— start of EXTRACT —

America at war! (1941–) – Part 3

americavotes1944

Herbert Brownell indicates –
Stokes: Democrats’ disunity offers real opportunity for GOP

Republican cautious in angling for votes
By Thomas L. Stokes, Scripps-Howard staff writer

Washington –
Republicans believe they have found a rich opportunity in the division and disunity in the Democratic Party which required so many compromises at its convention.

They realize, however, that some care is necessary, as was indicated by the cautious attitude of National Chairman Herbert Brownell Jr. at a press conference here.

Without any particular effort, Republicans will get some benefit in the natural course.

GOP has three choices

But, if they angle actively to attract various disgruntled elements, they will have somewhat of a problem. For it is a wide reach between the Texans, for example, whom they would like to inveigle into their ranks, on one hand, and on the other, the Negroes and the CIO labor vote in large Eastern centers, as the Democrats have discovered.

Republicans have three choices, it would seem. They might do nothing, taking advantage of a natural drift to them here and there. They might be all things to all men, with a policy of expediency and opportunism. Or they might formulate a progressive program, consistent and straightforward, in the effort to become the real progressive party and lure much of that strength from the Democratic Party.

Governor Dewey is certainly handed the chance to rise above GOP old guardism.

Expects UMW support

In his press conference, Mr. Brownell forecast a big swing of labor in the industrial states to the Republicans. He said he expected considerable support from miners in the United Mine Workers, John L. Lewis’ union, and also looked for some support from CIO members, despite the leadership’s adherence to President Roosevelt.

He thought the Texas revolt was so vociferously expressed at the Democratic Convention that it was not necessary for him to comment on that situation; but he did add that Republicans expected to campaign actively there.

— end of EXTRACT —
— start of DATA LISTING —

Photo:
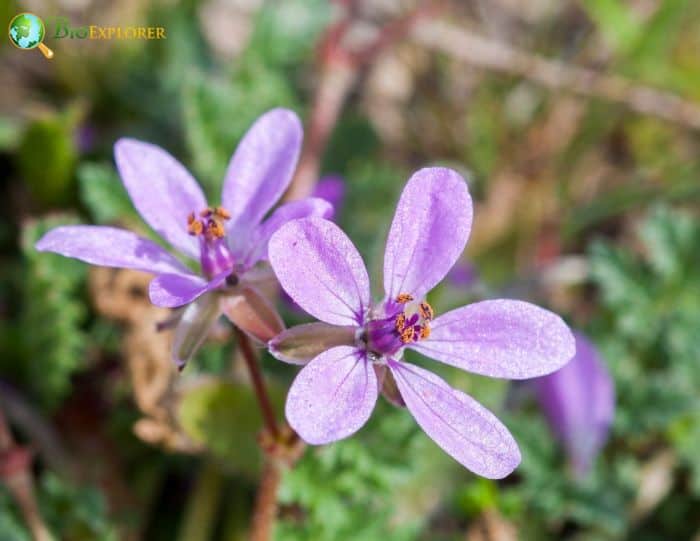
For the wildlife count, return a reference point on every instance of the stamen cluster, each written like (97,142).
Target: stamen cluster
(211,225)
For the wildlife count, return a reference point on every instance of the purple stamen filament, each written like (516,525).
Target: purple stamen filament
(215,256)
(405,322)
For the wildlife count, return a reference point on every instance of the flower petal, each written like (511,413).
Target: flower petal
(173,290)
(162,190)
(262,167)
(466,430)
(257,242)
(251,312)
(110,247)
(320,268)
(579,403)
(430,229)
(333,396)
(193,328)
(500,338)
(302,343)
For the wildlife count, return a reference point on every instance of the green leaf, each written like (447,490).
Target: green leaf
(103,194)
(52,315)
(224,417)
(46,159)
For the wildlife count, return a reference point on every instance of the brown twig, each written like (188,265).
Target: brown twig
(476,50)
(15,472)
(340,68)
(256,377)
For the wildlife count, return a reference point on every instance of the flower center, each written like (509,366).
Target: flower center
(405,321)
(215,255)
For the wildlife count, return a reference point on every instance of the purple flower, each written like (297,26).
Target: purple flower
(356,349)
(463,275)
(579,403)
(227,241)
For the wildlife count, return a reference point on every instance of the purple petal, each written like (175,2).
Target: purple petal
(579,403)
(302,343)
(262,167)
(320,268)
(466,430)
(173,290)
(500,338)
(332,189)
(333,396)
(162,190)
(463,275)
(430,229)
(110,247)
(305,208)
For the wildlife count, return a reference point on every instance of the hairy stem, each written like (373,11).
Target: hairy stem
(265,511)
(258,382)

— end of DATA LISTING —

| SHORT PROBLEM |
Reproduce word for word the part of the article between "Expects UMW support" and "to President Roosevelt.", inclusive. The records have no connection to the article on Republican election prospects.

| SOLUTION FOR THIS EXERCISE |
Expects UMW support

In his press conference, Mr. Brownell forecast a big swing of labor in the industrial states to the Republicans. He said he expected considerable support from miners in the United Mine Workers, John L. Lewis’ union, and also looked for some support from CIO members, despite the leadership’s adherence to President Roosevelt.